*Task directions*:
Answer these from the markets commentary below:
1. What do economists project the Reserve Bank of India will do on Wednesday?
2. By how much are U.S. Treasury yields down so far this year?
3. Which Bank of Canada official speaks in the coming days?

*Selected excerpt*:
The Aussie dollar’s outlook is untarnished: As long as China’s reopening is on track, the currency should push higher.
Meanwhile, the Reserve Bank of India’s inflation fight may be over, with economists projecting another quarter-point hike on Wednesday and then a pause.
RUN RALLY, RUN
It was a stellar start to 2023 for markets – stocks and government bonds enjoyed one of the best Januaries on record, fuelled by optimism that the worst is over.
But will the bulls stay in charge?
Growth looking okay – tick; inflation slowing – tick; end to monetary tightening maybe in sight – tick. So far so good. January’s metrics are key as they reflect how investors have set portfolios for the year ahead, though some reckon the month could mark no more than a spate of irrational complacency.
So far, markets seem unafraid to take on central banks, betting on the prospect of a unison pause in monetary tightening that could emerge later in the year – even though policy makers have yet to make that promise. German inflation and U.S. preliminary jobless and consumer confidence data could provide more direction for markets.
SPEAK MY LINGO
And even if markets choose to ignore central bankers for now that doesn’t mean they won’t listen to what officials say. ECB policy makers Peter Kazimir and Klaas Knot and the Bank of Canada’s Tiff Macklem speak in the coming days.
Jubilant markets – U.S. Treasury yields are down 50 basis points so far this year – means a loosening of financial conditions that can undo some of the rate hikes.
That’s not good for a central bank, nor is the idea that their communication is ineffective. After all, what happens in markets, especially government bonds, ripples out to the broader economy.
With markets pricing in U.S. and European rate cuts by the year-end, central bankers are only too aware of the communication challenge they face.

*Listed entries*:
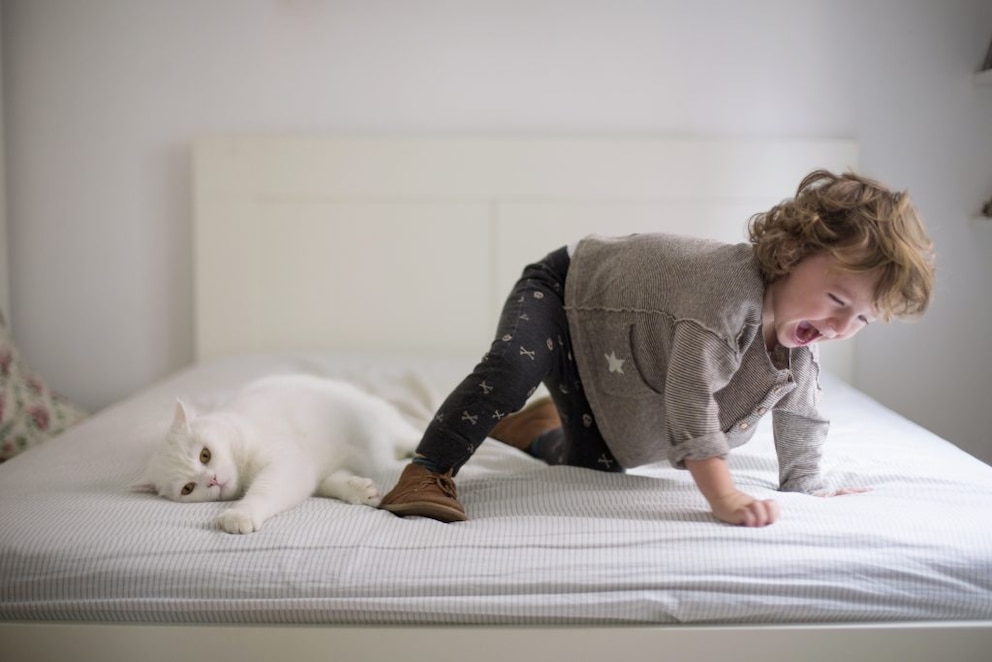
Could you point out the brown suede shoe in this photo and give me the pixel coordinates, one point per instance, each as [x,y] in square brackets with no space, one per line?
[522,428]
[421,492]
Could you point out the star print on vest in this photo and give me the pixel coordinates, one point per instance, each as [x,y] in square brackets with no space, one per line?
[616,365]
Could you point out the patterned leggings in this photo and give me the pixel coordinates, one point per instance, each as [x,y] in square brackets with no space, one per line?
[532,346]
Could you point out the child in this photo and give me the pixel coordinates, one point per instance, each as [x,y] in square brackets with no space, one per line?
[659,346]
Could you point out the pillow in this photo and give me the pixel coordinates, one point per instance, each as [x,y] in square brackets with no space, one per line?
[29,412]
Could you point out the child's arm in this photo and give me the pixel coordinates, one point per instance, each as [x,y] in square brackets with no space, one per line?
[728,503]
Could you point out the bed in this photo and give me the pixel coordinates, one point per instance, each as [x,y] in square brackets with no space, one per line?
[358,258]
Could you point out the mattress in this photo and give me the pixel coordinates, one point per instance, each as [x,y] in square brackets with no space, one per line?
[543,545]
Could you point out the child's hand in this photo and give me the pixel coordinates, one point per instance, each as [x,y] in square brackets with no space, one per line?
[741,508]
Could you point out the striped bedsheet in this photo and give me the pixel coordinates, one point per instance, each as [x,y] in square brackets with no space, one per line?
[543,545]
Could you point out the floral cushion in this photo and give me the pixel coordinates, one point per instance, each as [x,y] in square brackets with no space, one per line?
[29,412]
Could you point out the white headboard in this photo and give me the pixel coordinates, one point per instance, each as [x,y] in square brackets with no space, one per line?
[410,244]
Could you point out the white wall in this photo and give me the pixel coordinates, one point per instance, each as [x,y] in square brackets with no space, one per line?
[103,97]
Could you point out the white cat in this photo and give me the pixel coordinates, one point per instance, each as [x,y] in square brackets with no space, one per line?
[280,440]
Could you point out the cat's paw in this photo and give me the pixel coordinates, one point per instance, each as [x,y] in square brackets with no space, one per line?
[234,520]
[362,492]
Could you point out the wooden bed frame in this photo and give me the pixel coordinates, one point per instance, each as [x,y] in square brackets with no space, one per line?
[409,245]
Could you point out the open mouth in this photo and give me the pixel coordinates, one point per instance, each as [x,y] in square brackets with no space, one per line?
[806,333]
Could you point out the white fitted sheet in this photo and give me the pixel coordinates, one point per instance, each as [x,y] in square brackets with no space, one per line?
[543,545]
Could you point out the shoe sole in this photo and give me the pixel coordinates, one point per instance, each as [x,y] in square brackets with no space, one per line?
[425,509]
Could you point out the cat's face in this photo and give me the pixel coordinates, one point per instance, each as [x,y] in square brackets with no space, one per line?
[194,463]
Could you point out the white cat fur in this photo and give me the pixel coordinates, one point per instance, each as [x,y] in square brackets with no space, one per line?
[280,440]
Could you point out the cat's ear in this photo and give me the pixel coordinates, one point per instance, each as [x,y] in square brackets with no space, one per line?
[144,487]
[145,484]
[182,416]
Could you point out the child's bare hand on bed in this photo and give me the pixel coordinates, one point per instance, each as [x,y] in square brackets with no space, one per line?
[744,509]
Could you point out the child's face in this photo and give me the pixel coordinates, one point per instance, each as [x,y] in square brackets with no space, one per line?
[817,301]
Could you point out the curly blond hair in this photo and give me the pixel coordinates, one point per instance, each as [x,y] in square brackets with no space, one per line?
[861,224]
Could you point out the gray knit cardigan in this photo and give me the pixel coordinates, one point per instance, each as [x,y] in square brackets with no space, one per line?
[667,336]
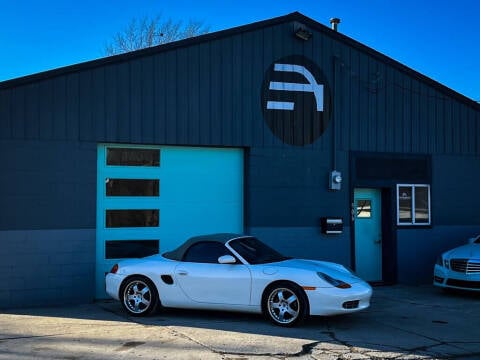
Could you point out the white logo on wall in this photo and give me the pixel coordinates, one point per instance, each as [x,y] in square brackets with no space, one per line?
[312,86]
[295,100]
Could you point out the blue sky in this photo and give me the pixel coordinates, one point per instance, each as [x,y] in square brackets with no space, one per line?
[439,38]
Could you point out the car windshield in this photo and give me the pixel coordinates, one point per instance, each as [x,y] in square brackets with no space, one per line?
[256,252]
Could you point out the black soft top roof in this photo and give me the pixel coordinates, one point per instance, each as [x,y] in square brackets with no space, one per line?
[179,252]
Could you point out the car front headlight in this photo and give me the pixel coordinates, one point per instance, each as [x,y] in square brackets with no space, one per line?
[334,282]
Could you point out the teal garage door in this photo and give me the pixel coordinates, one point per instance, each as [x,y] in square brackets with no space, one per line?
[150,199]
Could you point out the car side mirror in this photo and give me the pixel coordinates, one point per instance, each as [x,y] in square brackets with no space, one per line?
[226,259]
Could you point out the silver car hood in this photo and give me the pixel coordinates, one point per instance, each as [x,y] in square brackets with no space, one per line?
[464,252]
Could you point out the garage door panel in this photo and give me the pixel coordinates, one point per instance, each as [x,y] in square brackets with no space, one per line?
[200,190]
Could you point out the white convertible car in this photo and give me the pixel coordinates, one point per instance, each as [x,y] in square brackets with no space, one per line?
[236,273]
[459,268]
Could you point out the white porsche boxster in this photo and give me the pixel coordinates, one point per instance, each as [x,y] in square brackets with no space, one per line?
[236,273]
[459,268]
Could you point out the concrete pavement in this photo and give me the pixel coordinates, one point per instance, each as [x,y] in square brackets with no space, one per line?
[402,323]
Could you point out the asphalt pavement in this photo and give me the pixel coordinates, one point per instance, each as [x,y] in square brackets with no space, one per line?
[403,322]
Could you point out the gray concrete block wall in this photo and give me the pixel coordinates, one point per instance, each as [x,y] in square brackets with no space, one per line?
[46,267]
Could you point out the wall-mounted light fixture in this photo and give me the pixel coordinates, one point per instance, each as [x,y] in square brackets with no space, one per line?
[303,33]
[335,180]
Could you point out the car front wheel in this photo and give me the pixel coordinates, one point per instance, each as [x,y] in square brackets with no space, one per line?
[285,304]
[139,296]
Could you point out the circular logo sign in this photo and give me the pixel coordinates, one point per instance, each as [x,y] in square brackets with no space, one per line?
[296,100]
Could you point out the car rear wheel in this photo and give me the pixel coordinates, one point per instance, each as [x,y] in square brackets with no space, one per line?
[285,304]
[139,296]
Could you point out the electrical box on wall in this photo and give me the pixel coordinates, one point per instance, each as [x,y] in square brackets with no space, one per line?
[335,180]
[331,225]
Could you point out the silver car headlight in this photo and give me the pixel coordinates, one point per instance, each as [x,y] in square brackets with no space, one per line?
[443,262]
[334,282]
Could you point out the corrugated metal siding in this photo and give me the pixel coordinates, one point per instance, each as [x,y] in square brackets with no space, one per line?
[383,109]
[209,94]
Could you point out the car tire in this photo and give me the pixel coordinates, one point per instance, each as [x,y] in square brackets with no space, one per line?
[139,296]
[285,304]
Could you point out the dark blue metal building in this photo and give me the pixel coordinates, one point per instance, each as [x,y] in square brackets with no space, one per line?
[284,129]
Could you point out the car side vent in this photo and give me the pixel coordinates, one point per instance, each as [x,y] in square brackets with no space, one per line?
[167,279]
[351,304]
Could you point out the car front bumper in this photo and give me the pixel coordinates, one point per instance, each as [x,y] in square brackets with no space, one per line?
[334,301]
[446,278]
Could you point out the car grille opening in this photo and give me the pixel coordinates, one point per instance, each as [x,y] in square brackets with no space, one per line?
[466,266]
[351,304]
[464,284]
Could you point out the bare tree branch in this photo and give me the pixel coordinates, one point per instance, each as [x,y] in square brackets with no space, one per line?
[152,31]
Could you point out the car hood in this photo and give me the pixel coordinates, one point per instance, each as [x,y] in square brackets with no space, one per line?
[465,252]
[334,270]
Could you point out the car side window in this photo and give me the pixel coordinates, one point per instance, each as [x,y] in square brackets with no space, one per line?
[206,252]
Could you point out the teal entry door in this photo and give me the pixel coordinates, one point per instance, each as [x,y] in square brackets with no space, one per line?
[368,234]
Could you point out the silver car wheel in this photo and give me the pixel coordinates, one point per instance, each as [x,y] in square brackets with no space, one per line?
[283,306]
[138,298]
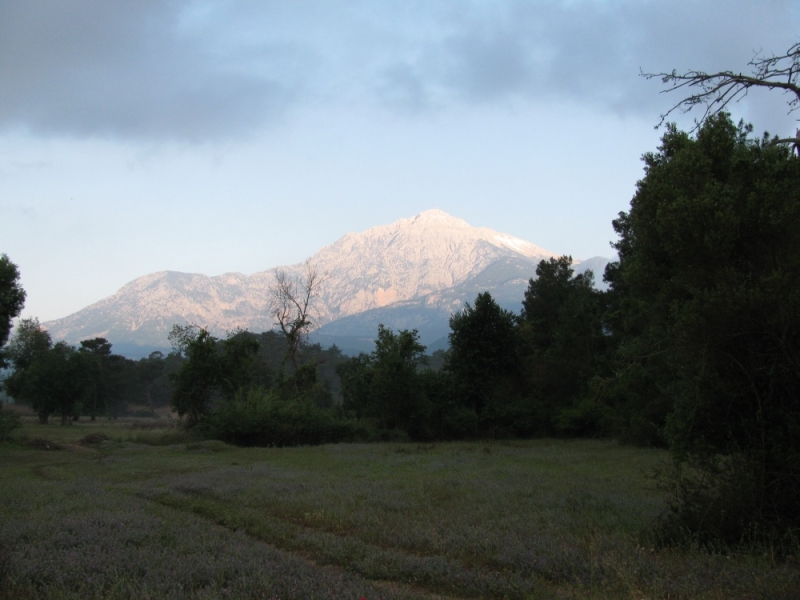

*Response to this exercise*:
1. Another quarter-point hike, followed by a pause.
2. 50 basis points.
3. Tiff Macklem.